§ Set task: Which lines in the entries below contain the string "instance"? Return each of those lines in full, matching case exactly.

§ Data for processing:
>>
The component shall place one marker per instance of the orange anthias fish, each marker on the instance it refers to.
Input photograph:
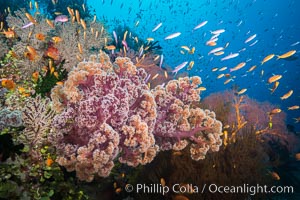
(110, 47)
(10, 33)
(296, 107)
(31, 54)
(30, 18)
(8, 84)
(52, 52)
(40, 36)
(287, 95)
(286, 55)
(56, 39)
(35, 76)
(275, 111)
(49, 162)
<<
§ Finished task:
The component shall place one marker per instance of the orange anthias fish, each marker on the instance it refers to.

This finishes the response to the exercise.